O prefeito do Rio de Janeiro, Marcelo Crivella, assinou em 2017, um decreto que dobra o valor repassado às creches conveniadas. As 160 instituições passarão a receber R$ 600,00 per capita para atender 16 mil crianças da rede. O Favela em Pauta realizou um levantamento de 160 endereços das creches conveniadas com a Prefeitura do Rio por meio de ferramentas digitais, tendo como base, as características geográficas e sociais de favelas.
Dos 160 endereços de creches conveniadas, apenas 56 estão localizadas dentro de alguma favela no município do Rio. O restante – 104 creches – situam-se em bairros ou até mesmo na entrada de uma favela. Neste levantamento, o foco foi identificar creches conveniadas dentro de favelas. Há décadas esses territórios são desassistidos de direitos sociais. O Rio de Janeiro é a cidade com a maior população vivendo em favelas, de acordo com dados do Censo 2010 do IBGE. São 1.393.314 pessoas nas 763 favelas do Rio, ou seja, 22,03% dos 6.323.037 moradores do Rio.
Em 2017, o Fundo Nacional de Desenvolvimento da Educação (FNDE) contabilizou 192 creches comunitárias, filantrópicas e confessionais do Rio de Janeiro cadastradas para receber repasses do FUNDEB através do município. Porém, apenas 160 creches estão cadastradas na Prefeitura do Rio para receber os repasses, como consta nesta planilha. Ainda em 2017, as creches conveniadas em tempo parcial receberam R$ 2.541,01 por aluno para o período de um ano. As creches integrais receberam R$ 3.493,90 por aluno no mesmo período.
Em 2018, o valor de repasse para creches conveniadas em tempo parcial é R$ 2.516,13 por aluno para o período de um ano. As creches integrais irão receber R$ 3.459,67 por aluno no mesmo período, segundo a portaria assinada pelo Ministro da Educação, Mendonça Filho. O cálculo dos repasses é realizado entre o número de matrículas consideradas na distribuição dos recursos do Fundeb, para a instituição conveniada, e o valor aluno/ano correspondente. O município também pode repassar recursos do seu próprio orçamento para esse fim.

▶ **TAREFAS E EXERCÍCIOS**
[1] Devolva o trecho do texto sobre creches conveniadas que começa em "Em 2017, o Fundo" e termina em "no mesmo período.".
[2] Responda com base no texto sobre creches conveniadas:
(a) Quantos dos 160 endereços de creches conveniadas ficam dentro de alguma favela?
(b) Quantas creches o FNDE contabilizou em 2017 como cadastradas para receber repasses do FUNDEB através do município?
(c) Em 2018, qual é o valor de repasse por aluno, para um ano, destinado às creches integrais?
Os registros não têm relação com o texto sobre creches conveniadas.

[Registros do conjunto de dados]

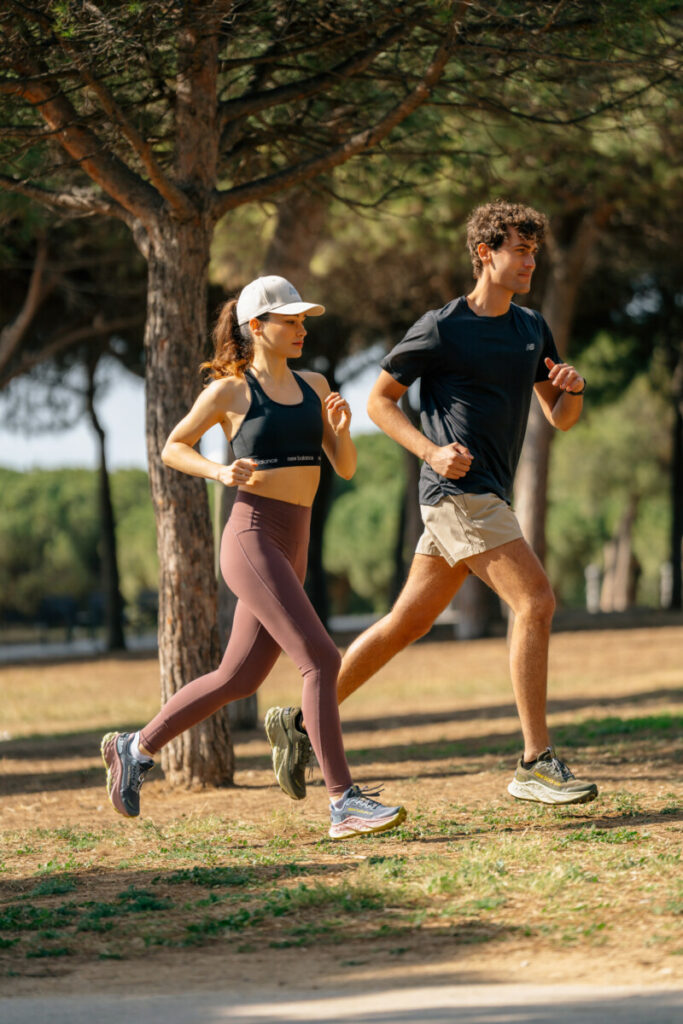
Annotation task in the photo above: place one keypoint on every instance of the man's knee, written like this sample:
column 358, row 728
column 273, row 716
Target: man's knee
column 408, row 623
column 539, row 603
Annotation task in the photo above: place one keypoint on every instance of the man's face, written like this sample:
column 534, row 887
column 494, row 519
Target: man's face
column 512, row 265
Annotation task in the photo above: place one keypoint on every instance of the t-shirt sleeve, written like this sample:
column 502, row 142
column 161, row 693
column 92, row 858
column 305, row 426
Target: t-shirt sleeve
column 548, row 349
column 416, row 353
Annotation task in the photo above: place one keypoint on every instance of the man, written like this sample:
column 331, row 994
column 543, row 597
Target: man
column 478, row 358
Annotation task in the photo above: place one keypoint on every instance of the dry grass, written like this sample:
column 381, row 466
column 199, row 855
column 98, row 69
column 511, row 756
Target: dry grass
column 241, row 879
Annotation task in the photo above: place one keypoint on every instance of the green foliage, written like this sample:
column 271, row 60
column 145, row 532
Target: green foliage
column 360, row 532
column 50, row 537
column 615, row 455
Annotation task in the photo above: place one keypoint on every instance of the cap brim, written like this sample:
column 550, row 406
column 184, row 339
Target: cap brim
column 309, row 308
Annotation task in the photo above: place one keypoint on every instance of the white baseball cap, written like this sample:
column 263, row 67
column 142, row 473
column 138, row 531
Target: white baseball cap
column 272, row 295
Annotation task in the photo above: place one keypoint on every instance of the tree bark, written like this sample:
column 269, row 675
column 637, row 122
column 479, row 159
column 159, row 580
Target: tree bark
column 175, row 333
column 115, row 638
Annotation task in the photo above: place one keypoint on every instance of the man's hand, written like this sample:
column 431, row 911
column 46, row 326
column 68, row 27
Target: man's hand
column 564, row 377
column 453, row 461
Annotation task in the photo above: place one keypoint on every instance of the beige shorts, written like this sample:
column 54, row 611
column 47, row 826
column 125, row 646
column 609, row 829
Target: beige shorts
column 461, row 525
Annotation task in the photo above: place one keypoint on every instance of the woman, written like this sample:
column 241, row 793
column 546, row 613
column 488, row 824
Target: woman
column 279, row 423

▶ **RESPOSTAS DAS TAREFAS**
[1]
Em 2017, o Fundo Nacional de Desenvolvimento da Educação (FNDE) contabilizou 192 creches comunitárias, filantrópicas e confessionais do Rio de Janeiro cadastradas para receber repasses do FUNDEB através do município. Porém, apenas 160 creches estão cadastradas na Prefeitura do Rio para receber os repasses, como consta nesta planilha. Ainda em 2017, as creches conveniadas em tempo parcial receberam R$ 2.541,01 por aluno para o período de um ano. As creches integrais receberam R$ 3.493,90 por aluno no mesmo período.

[2]
(a) 56.
(b) 192.
(c) R$ 3.459,67.